(Point placement records)
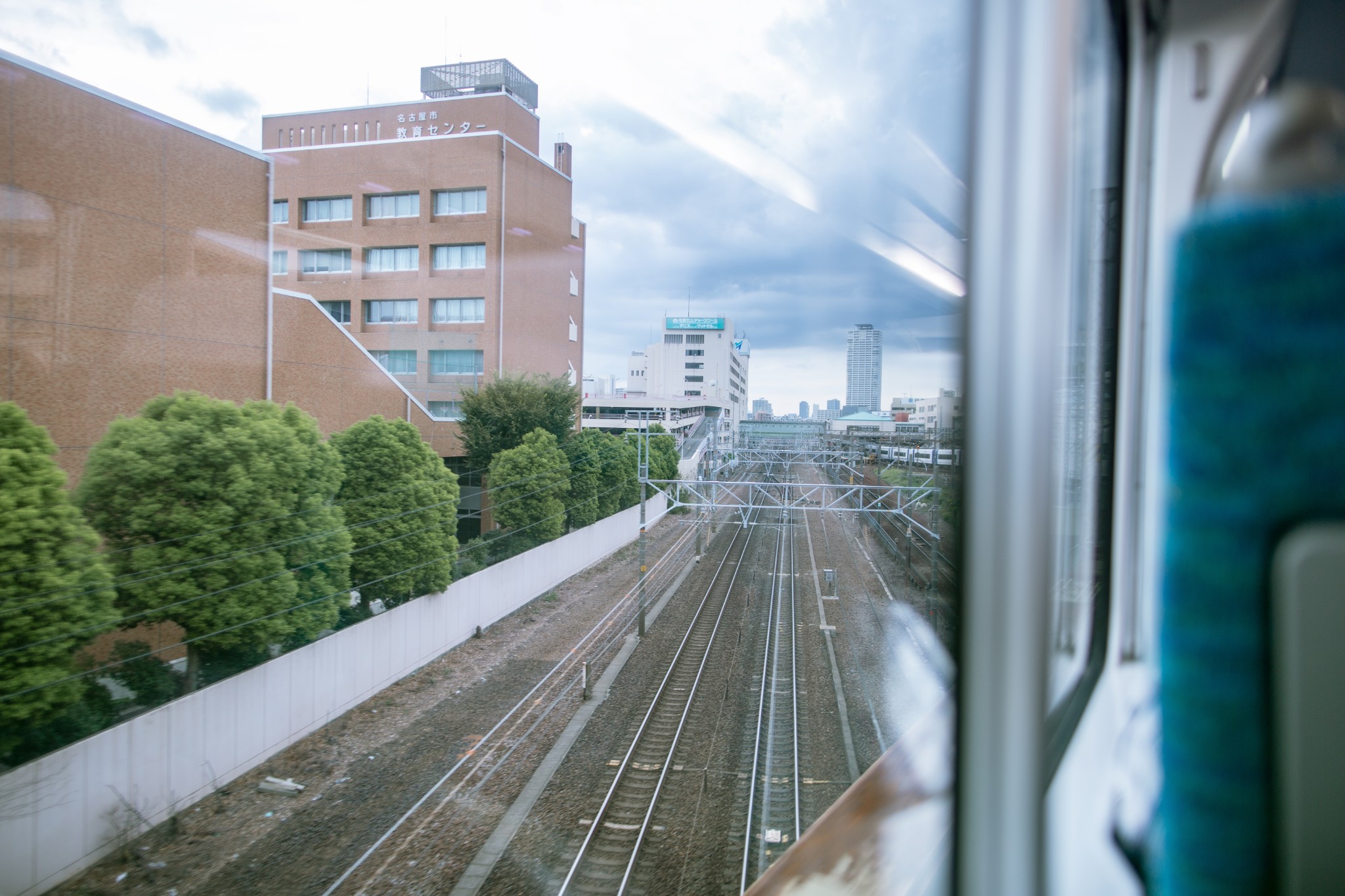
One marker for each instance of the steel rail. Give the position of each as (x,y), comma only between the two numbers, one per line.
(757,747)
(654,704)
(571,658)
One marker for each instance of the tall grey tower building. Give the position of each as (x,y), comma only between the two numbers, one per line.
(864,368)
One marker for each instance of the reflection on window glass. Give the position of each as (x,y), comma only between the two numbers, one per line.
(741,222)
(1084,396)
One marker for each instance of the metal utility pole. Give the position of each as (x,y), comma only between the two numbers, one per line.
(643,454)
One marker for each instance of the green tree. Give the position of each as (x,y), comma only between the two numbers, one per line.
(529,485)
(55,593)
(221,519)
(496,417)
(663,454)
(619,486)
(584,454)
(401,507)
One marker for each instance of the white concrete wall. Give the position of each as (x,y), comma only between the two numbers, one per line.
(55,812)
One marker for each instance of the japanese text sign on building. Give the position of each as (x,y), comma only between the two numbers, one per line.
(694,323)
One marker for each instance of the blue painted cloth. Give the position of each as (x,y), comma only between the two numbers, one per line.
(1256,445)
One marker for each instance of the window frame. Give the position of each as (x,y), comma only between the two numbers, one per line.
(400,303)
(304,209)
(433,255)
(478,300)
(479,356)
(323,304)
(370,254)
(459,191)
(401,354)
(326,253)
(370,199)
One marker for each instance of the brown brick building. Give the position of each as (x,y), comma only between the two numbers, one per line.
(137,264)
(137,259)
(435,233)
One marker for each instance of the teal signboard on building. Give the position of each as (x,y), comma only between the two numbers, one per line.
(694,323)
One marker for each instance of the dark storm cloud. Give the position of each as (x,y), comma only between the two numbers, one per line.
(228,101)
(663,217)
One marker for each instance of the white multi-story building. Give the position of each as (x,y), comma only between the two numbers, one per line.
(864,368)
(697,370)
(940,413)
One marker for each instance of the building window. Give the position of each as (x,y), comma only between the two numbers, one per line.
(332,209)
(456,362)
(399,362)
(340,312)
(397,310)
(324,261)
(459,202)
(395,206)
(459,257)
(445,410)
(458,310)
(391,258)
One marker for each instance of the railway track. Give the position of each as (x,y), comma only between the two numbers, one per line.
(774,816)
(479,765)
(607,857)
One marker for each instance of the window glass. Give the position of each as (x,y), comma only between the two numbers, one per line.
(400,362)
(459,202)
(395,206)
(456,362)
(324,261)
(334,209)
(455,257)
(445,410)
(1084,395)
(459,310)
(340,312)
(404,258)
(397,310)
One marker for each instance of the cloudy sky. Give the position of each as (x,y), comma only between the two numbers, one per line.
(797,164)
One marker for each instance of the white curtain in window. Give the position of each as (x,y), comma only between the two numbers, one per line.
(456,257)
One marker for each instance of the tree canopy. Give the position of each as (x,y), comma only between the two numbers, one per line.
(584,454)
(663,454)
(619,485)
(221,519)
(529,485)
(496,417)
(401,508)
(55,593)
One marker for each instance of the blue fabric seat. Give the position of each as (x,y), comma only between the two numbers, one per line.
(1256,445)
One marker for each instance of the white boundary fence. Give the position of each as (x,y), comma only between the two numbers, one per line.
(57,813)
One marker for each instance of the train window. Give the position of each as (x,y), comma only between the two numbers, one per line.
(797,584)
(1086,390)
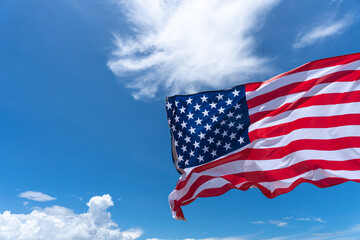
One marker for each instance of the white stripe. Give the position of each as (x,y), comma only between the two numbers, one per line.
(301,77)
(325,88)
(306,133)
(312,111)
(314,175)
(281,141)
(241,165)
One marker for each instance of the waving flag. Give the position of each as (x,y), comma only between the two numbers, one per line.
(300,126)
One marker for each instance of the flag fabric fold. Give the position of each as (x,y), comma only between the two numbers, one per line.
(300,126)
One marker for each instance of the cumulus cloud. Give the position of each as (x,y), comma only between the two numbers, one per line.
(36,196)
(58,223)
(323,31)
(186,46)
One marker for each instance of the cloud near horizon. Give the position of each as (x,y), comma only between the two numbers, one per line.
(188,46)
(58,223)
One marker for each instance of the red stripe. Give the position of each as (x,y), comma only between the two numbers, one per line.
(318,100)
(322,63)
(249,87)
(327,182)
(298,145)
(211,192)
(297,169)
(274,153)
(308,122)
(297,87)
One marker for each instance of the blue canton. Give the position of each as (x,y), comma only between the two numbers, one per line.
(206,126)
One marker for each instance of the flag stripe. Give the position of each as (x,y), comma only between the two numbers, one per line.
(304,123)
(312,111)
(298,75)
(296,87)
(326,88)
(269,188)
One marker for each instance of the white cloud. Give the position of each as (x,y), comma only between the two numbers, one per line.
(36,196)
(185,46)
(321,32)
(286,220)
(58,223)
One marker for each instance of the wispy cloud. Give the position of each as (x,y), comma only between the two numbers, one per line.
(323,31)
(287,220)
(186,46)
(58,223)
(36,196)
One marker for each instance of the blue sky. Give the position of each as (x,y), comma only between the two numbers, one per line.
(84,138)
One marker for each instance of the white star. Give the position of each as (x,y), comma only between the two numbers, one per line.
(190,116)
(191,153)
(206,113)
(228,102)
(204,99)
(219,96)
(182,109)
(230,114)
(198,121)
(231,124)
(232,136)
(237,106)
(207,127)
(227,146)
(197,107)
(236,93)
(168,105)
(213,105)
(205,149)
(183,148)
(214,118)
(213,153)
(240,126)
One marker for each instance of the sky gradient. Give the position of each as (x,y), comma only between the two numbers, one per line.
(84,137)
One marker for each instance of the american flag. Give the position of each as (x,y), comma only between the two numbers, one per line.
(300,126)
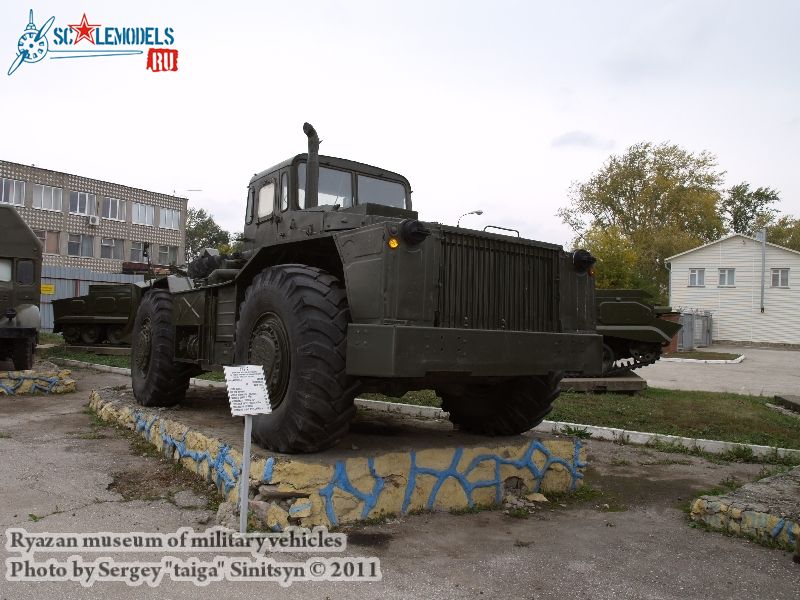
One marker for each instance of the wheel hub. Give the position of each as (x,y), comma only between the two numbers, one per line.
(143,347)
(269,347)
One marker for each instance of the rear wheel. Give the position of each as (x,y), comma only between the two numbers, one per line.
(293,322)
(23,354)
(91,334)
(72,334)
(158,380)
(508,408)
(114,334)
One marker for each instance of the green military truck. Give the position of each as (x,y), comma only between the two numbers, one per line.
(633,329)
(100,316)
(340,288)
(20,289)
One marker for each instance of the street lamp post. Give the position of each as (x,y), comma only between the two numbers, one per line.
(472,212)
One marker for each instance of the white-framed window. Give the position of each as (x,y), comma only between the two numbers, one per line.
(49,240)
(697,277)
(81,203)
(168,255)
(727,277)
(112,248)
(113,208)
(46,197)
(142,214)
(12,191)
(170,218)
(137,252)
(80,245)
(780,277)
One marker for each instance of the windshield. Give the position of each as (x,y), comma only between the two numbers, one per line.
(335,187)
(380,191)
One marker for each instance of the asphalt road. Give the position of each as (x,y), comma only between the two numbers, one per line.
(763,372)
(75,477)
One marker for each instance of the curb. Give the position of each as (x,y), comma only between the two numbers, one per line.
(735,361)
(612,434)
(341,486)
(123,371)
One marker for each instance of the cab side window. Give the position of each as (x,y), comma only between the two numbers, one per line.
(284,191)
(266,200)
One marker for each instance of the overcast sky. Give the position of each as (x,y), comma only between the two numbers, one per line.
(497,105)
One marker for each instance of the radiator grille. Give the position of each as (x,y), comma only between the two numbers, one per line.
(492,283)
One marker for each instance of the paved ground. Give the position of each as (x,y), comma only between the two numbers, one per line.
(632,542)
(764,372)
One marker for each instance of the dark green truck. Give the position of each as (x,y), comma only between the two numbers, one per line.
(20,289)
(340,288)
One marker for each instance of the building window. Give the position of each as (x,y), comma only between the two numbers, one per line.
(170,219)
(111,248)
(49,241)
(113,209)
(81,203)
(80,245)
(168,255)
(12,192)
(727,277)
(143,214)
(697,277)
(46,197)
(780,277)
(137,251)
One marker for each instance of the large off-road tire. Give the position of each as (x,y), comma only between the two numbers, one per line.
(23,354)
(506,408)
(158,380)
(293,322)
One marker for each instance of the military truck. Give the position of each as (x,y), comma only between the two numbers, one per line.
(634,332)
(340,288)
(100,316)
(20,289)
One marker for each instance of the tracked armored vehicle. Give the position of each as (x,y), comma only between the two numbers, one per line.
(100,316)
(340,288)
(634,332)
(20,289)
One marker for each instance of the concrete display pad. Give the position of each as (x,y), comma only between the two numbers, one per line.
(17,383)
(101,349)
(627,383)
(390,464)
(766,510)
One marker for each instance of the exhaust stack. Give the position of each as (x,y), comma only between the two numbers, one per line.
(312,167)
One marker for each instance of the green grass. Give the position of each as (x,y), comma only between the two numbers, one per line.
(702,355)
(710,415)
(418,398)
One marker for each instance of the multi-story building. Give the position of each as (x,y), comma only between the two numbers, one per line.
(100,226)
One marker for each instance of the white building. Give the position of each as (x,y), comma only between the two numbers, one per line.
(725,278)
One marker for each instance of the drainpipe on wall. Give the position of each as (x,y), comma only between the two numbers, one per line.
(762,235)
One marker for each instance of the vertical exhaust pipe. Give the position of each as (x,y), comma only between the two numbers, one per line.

> What is asked: Quote the line that contains "One marker for each instance of the concrete" and each line after it through the end of the data, exactly, leaving out everything else.

> Exercise response:
One marker for each instance of the concrete display pad. Give the position of each as (x,y), comma only between the two numbers, one per line.
(17,383)
(101,349)
(627,383)
(390,464)
(766,510)
One marker for each instance of the exhaust stack. Give the position of each as (x,y), comma only between the two numbers, one per line.
(312,167)
One marker for each instance of the green grass. Give the position of each as (x,y), comma only between the two numbers, one per line.
(702,355)
(710,415)
(418,398)
One marker for each instance of the multi-story building. Give the position of each as (x,y), comma only between the two numbers, one per line.
(100,226)
One marker for each instance of the white building. Give the position of each as (x,y), comma only between the two numbers, one per line.
(725,278)
One marker for each instance of the drainpipe on wall. Give the position of each as (x,y), comma only between the two numbers, one per line.
(762,235)
One marker for each instance of the vertical exhaust pipe. Give the position of each as (x,y), comma only between the two numbers, one per line.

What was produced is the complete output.